### [Short task a]
Which lines of the entries below contain the string "green", with case counting? List every such line.

---------- Extract provided

I am given the following equality: $$ P((A \cap B^c) \cup (A^c \cap B)) = P(A) + P(B) - 2P(A \cap B)$$ And, I am asked to arrive at the right-hand expression from the left one appealing to one of the three probability axioms at each step.
I had a go at it and simplified
$$ P((A \cap B^c) \cup (A^c \cap B)) $$
$$\Downarrow$$ Using the third axiom. This identity was in the textbook:
$$ P((A \cap B^c) + (A^c \cap B)) - P( (A \cap B^c) \cap (A^c \cap B) ) $$
$$\Downarrow$$ Using associativity and commutativity:
$$ P((A \cap B^c) + (A^c \cap B)) - P( (A \cap A^c) \cap (B \cap B^c) ) $$
$$\Downarrow$$ Now, since $ P( (A \cap A^c) \cap (B \cap B^c) ) = P( ( \varnothing ) \cap (\varnothing) ) = 0 $, I write:
$$\Downarrow$$ $$ P((A \cap B^c) + (A^c \cap B)) $$
And, now I am stuck... This is my first time posting in the math section, so correct my formatting if I made mistakes. Also, is how I reasoned correct so far?
Given sets $A$, $B$, we write $A\setminus B=A\cap B^c$. Note that $A\setminus B$ and $B\setminus A$ are disjoint.
Note that $$ \begin{align} P(A)&=P(A\setminus B)+P(A\cap B)\\ P(B)&=P(B\setminus A)+P(A\cap B) \end{align} $$ since $A$ is the disjoint union of $A\setminus B$ and $A\cap B$ and $B$ is the disjoint union of $B\setminus A$ and $A\cap B$ so $$ P(A)+P(B)-2P(A\cap B)=P(A\setminus B)+P(B\setminus A)= P((A\cap B^c)\cup (B\cap A^c)) $$

--------------------
---------- Dataset content

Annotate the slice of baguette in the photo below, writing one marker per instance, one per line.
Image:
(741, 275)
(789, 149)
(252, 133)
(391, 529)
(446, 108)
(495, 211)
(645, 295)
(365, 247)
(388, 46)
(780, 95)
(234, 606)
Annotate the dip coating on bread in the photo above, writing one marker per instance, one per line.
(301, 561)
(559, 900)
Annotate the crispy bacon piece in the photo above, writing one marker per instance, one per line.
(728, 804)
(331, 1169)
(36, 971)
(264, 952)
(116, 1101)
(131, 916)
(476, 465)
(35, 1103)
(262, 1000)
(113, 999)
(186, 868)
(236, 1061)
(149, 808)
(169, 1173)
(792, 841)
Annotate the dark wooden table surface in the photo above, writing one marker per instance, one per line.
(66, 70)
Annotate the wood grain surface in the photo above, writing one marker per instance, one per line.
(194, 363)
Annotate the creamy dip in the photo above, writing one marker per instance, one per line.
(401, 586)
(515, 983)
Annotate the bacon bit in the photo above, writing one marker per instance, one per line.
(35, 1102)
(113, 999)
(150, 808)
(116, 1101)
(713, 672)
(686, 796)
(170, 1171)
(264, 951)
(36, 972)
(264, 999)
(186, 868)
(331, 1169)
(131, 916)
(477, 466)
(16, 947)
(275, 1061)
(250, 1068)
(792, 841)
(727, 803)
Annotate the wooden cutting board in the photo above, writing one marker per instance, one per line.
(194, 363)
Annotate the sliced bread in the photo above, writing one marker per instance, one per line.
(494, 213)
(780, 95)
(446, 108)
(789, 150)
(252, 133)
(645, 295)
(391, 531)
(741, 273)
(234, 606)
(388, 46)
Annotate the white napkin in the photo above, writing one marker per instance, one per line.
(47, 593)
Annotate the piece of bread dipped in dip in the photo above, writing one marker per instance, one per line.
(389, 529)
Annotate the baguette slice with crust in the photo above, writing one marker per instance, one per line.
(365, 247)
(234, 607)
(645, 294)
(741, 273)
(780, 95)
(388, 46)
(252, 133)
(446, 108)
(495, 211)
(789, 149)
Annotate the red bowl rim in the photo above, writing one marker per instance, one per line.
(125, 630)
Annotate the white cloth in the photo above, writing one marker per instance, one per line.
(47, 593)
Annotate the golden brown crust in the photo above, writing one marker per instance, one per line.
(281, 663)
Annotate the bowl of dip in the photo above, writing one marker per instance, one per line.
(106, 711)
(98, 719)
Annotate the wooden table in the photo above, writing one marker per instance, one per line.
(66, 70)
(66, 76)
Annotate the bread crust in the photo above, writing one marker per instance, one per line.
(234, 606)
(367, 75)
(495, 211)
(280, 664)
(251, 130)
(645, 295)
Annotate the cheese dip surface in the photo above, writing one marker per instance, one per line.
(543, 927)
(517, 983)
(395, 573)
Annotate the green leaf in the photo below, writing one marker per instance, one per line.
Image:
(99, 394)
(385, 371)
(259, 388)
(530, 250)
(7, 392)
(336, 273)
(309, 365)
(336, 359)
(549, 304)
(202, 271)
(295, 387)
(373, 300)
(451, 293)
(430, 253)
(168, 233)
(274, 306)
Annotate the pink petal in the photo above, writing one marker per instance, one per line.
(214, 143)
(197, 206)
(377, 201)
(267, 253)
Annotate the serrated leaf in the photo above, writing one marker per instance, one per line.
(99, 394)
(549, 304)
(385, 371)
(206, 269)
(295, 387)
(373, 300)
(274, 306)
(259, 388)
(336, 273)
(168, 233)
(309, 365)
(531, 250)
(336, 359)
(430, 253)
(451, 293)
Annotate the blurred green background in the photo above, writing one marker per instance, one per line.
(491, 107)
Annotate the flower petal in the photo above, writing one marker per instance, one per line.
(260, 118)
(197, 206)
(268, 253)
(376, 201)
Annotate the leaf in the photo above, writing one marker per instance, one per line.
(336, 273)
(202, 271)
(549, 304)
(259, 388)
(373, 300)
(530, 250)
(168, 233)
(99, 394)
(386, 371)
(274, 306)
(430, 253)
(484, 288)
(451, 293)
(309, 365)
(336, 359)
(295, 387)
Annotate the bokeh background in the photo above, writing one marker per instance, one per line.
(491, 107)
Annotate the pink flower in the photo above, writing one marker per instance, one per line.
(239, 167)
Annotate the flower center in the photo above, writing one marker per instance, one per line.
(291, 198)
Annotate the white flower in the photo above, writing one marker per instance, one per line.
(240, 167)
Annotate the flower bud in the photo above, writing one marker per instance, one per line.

--------------------

### [Short task b]
Answer these about the probability thread above:
(i) Which axiom does the poster cite for the first simplification step?
(ii) Which two properties does the poster use for the second step?
(iii) What notation does the reply introduce for A ∩ B^c?

### [Full output a]
Annotate the green leaf in the photo below, writing one marker per instance, one per line.
Annotate the blurred green background in the photo above, writing one marker per instance, one per line.

### [Full output b]
(i) The third axiom.
(ii) Associativity and commutativity.
(iii) A \ B (A set-minus B).